Recast every line of the listing below as a JSON list of strings, with one string per line and blank lines omitted.

+===+

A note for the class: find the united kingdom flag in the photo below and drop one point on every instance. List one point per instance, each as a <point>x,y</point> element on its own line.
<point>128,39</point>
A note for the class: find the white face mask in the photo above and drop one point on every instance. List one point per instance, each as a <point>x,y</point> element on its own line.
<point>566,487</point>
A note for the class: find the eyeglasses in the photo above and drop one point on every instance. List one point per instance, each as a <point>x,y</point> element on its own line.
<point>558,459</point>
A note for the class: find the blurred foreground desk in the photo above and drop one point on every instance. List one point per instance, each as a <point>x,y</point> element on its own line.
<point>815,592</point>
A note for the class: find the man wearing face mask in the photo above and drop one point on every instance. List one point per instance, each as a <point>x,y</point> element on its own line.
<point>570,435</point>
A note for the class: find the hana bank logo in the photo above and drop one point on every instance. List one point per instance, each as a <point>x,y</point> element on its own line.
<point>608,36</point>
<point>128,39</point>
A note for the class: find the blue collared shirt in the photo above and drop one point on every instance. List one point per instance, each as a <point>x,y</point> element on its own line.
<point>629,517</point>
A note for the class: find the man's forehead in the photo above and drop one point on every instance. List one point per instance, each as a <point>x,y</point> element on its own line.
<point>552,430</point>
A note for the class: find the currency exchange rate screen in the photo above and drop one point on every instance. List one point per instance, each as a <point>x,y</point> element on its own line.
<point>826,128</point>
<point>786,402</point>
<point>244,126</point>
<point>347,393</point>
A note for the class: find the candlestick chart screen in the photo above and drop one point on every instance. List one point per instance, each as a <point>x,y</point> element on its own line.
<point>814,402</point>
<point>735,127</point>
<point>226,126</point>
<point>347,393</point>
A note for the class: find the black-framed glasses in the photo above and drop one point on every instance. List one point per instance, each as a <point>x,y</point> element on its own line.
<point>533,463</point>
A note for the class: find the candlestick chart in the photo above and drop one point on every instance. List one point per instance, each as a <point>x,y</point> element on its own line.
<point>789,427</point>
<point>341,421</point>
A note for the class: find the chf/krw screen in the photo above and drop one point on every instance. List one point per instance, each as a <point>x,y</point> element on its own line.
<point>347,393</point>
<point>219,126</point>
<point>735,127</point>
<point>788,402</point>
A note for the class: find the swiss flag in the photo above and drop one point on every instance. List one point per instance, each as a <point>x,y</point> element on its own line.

+===+

**Answer to this task**
[
  "A note for the class: find the united kingdom flag in the photo below and drop one point on every instance. List one point per instance, each as a <point>x,y</point> element on its own line.",
  "<point>128,39</point>",
  "A note for the class: find the white face mask in the photo above and drop one point on every instance. List one point per instance, each as a <point>x,y</point> element on its own line.",
  "<point>566,487</point>",
  "A note for the class: find the eyeglasses in the photo above and drop one point on every instance. List one point per instance, each as a <point>x,y</point> element on its own line.",
  "<point>558,459</point>",
  "A note for the class: find the blurred foreground desk in the photo above and drop one point on every instance. List one point per instance, each as a <point>x,y</point> element on its own line.",
  "<point>815,592</point>",
  "A note for the class: find the man wearing face mask in the photo above and drop one point on every instance. List one point per instance, each as a <point>x,y</point> element on its own line.",
  "<point>570,435</point>",
  "A note for the class: find the hana bank logo in the photo above and drop one point on every instance. List one point per instance, each as a <point>x,y</point> element on its own line.",
  "<point>608,36</point>",
  "<point>128,39</point>",
  "A note for the class: find the blue collared shirt in the photo above and drop one point on every instance. List one point per instance, each as a <point>x,y</point> element on its own line.",
  "<point>629,517</point>",
  "A note for the class: find the man's forehead in the photo above and drop one point on every instance. List one point per instance, each as a <point>x,y</point> element on its own line.",
  "<point>552,430</point>",
  "A note for the class: find the currency exchange rate screen in the photo above and drop one point on every instance. List one point per instance, each as a <point>x,y</point> element on its own line.",
  "<point>826,128</point>",
  "<point>786,402</point>",
  "<point>244,126</point>",
  "<point>347,393</point>",
  "A note for the class: find the candlestick chart screen in the photo above and drop one point on every instance. List one point per instance, each as a <point>x,y</point> element on its own line.",
  "<point>814,402</point>",
  "<point>735,127</point>",
  "<point>226,126</point>",
  "<point>347,393</point>",
  "A note for the class: find the black-framed glasses in the photo above and drop one point on every instance. List one point per instance, each as a <point>x,y</point> element on its own line.",
  "<point>533,463</point>",
  "A note for the class: find the candlestick chart in the photo above and drop one point on every instance. List one point per instance, each as a <point>x,y</point> element on its own line.",
  "<point>789,427</point>",
  "<point>341,421</point>",
  "A note for the class: find the chf/krw screen in the photo above and drop one point on every instance. List one point per instance, each as a <point>x,y</point> element on its own line.",
  "<point>347,393</point>",
  "<point>219,126</point>",
  "<point>735,127</point>",
  "<point>788,402</point>",
  "A note for the class: find the swiss flag in the photo above and drop one point on every instance. List one point per instance, each as a <point>x,y</point> element on its own line."
]